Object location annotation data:
****************

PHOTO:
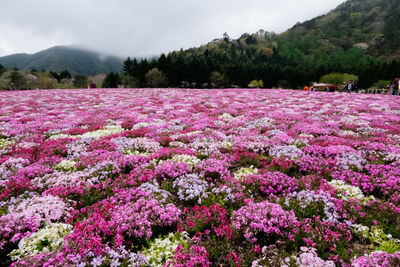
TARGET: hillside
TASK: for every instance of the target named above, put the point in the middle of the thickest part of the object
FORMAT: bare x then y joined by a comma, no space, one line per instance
372,25
59,58
360,37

****************

WORK TO BE COMPLETED: Leave out the pictures and print every line of the data exactly.

REPLY TO THE TASK:
PHOTO:
TARGET: hillside
TASK: for every instance of the target named above, put the point in the middle of the thickest part of the object
FORMAT: bare x then y joined by a comma, no space, one line per instance
372,25
59,58
360,37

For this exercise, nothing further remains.